■ Given records:

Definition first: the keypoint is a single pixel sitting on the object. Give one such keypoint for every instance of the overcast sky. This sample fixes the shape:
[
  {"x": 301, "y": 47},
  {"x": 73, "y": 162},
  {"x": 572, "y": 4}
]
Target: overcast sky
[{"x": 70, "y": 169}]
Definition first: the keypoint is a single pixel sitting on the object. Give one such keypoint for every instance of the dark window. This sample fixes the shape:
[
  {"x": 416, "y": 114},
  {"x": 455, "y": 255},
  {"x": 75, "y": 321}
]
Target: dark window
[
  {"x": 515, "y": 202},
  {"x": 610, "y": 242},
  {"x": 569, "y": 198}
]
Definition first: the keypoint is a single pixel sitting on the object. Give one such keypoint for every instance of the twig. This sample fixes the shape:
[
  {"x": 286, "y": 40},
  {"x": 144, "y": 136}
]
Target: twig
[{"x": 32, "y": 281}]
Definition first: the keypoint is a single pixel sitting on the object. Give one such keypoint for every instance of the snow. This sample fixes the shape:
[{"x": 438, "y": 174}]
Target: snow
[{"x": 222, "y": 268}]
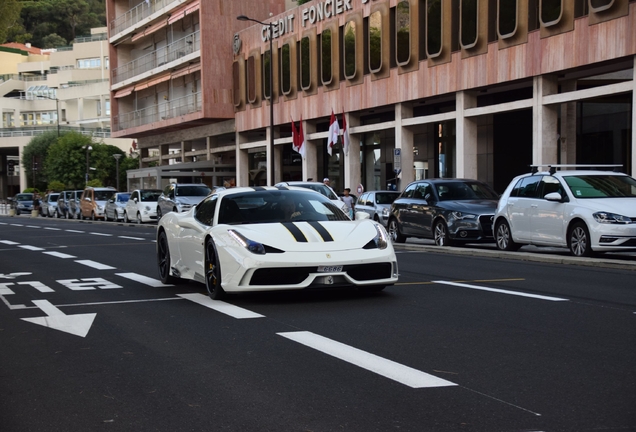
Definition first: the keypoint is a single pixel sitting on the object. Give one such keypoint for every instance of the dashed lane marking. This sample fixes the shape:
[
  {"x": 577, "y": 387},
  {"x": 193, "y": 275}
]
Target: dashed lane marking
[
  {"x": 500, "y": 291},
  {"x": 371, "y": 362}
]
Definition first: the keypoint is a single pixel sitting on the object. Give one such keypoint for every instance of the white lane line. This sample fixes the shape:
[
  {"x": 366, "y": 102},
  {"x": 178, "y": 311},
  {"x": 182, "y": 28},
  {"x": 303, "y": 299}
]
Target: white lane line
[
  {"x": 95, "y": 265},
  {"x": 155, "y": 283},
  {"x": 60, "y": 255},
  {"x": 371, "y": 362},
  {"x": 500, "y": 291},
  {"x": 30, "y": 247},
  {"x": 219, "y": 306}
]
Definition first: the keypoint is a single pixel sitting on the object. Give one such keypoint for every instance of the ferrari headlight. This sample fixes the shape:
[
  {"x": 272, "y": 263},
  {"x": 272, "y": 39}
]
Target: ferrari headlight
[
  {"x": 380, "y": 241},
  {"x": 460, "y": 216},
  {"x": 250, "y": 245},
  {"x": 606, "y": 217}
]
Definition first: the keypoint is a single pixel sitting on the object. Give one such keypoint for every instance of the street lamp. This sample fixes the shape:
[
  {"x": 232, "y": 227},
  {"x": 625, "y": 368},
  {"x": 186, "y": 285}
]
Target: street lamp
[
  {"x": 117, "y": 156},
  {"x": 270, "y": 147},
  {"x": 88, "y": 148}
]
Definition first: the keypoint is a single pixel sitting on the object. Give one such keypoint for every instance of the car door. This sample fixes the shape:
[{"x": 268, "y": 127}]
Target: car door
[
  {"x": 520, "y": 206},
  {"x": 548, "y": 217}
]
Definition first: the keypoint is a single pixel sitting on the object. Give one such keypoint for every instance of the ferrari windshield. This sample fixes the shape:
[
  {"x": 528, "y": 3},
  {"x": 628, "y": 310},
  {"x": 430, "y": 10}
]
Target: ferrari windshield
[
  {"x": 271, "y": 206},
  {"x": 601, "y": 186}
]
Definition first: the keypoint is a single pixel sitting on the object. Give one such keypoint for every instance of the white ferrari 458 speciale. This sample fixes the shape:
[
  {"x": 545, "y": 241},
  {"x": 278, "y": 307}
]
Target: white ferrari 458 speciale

...

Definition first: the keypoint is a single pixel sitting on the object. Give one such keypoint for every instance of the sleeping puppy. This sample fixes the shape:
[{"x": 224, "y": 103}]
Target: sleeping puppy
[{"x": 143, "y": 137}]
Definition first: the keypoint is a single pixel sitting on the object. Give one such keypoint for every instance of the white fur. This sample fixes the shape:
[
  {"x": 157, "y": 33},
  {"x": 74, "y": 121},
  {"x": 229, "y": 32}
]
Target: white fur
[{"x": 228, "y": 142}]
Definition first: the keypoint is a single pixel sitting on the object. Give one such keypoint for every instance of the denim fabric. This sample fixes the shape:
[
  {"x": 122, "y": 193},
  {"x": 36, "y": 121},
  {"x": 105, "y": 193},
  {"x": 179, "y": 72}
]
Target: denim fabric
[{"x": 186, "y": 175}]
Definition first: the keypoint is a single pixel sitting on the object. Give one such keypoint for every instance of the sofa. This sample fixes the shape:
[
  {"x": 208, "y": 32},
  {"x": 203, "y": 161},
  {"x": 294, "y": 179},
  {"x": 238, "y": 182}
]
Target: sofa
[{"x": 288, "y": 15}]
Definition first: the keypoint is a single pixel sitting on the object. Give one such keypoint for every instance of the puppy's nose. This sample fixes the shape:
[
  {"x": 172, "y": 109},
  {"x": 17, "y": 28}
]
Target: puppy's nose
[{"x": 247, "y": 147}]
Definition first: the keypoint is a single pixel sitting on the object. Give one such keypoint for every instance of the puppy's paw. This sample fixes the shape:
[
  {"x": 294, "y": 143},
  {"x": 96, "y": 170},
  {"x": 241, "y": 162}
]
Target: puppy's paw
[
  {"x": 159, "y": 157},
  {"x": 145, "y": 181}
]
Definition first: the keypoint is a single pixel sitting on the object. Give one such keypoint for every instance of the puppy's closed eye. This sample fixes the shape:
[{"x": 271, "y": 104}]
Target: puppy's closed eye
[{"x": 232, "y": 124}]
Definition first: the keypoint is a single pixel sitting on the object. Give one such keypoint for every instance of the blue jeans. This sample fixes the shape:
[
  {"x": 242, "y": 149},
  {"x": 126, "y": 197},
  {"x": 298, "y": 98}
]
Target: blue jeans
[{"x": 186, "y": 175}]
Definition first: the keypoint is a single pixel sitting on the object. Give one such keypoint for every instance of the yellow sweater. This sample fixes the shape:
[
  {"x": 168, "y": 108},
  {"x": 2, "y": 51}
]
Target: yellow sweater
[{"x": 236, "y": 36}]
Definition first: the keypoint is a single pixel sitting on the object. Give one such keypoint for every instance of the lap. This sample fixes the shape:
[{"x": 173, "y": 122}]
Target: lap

■ Exercise directions: Say how many lines of the preceding data include the word "speciale". The number is the whole answer.

■ Reply to the exercise: 2